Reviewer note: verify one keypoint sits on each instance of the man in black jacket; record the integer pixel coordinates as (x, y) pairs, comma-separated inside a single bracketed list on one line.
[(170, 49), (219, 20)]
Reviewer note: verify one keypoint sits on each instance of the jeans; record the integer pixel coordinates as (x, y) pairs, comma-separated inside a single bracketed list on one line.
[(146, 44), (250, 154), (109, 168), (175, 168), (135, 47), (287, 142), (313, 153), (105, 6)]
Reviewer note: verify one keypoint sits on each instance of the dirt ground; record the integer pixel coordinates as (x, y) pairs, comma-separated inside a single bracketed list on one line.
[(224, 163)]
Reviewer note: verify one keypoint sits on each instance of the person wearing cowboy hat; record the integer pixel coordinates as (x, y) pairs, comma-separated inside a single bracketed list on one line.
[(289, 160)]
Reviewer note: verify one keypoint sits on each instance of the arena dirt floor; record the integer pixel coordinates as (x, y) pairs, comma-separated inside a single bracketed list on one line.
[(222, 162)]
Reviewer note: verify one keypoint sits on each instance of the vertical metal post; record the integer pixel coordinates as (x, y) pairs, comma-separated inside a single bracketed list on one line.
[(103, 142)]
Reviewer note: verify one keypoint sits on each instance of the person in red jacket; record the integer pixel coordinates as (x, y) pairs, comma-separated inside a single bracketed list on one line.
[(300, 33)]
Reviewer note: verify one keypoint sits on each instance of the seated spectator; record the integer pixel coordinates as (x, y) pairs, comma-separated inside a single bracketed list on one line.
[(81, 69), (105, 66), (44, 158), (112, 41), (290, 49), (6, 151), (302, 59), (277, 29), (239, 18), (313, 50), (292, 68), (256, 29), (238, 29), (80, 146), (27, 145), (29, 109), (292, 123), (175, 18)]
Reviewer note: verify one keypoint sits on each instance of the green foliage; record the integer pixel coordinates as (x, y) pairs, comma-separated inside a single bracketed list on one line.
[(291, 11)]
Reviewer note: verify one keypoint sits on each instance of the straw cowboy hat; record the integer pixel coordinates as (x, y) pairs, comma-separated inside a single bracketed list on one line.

Written instruction: Print the lines above exactly as they appear, one after another.

Output for this exercise:
Reviewer note: verify one keypoint sits on each instance of the man in black jacket; record the integer pixel coordinates as (x, y) pairs, comma-separated inside a single bracketed list on one line.
[(170, 49), (219, 20)]
Reviewer note: verify one keypoint sits on each instance of the jeans; record the integer pixel coordinates as (x, y) pairs, comma-separated inside a single bracketed list on one line.
[(146, 44), (250, 154), (109, 168), (175, 168), (135, 47), (287, 142), (313, 153), (105, 6)]
Reviewer note: verify one keypoint sits on each instance of the dirt ground; record the integer pixel coordinates as (x, y) pairs, comma-separated inside a single bracketed list on one line.
[(224, 163)]
Reviewer note: verify one keypoint sits on each instance of the person wearing cowboy hat; record the integer pixel coordinates as (x, y) pairs, comma-separated inside a single bracketed list on one line.
[(289, 160)]
Reviewer note: verify one keypoint sits on each instance of the arena dirt floor; record the integer pixel coordinates as (x, y) pairs, comma-separated inside a single bracketed list on one line.
[(222, 162)]
Reviewer note: verify one keypoint sits on each instance of the vertical metal post; record the integer pixel coordinates as (x, y) pairs, comma-separated inside a single bracketed list on one line.
[(103, 142)]
Reviewer note: verify one keypoint sits on each instance of the person in red jacket; record the integer pixel coordinates as (x, y) pairs, comma-separated inside a single bracketed list on one line.
[(300, 33)]
Reviewer note: verify one keypoint sits on each instance of the seated spectator; record the integer pixel coordinates as (x, y) pairs, comma-separated inside a single bracketed list on one line.
[(81, 69), (105, 66), (44, 158), (112, 41), (290, 49), (6, 151), (302, 59), (277, 29), (239, 18), (313, 50), (292, 68), (256, 29), (238, 29), (80, 146), (27, 145), (29, 109), (292, 123), (175, 18)]
Reviewer note: verify one keypoint sits on each instance of the green foliage; record the integer pixel coordinates as (x, y) pairs, comma-separated inside a single bracketed list on one line.
[(291, 11)]
Reviewer note: verify one keypoint sits on each instance of the straw cowboy hat; record the integer pixel coordinates as (x, y) pairs, comma-separated inside a single bracketed list on one line.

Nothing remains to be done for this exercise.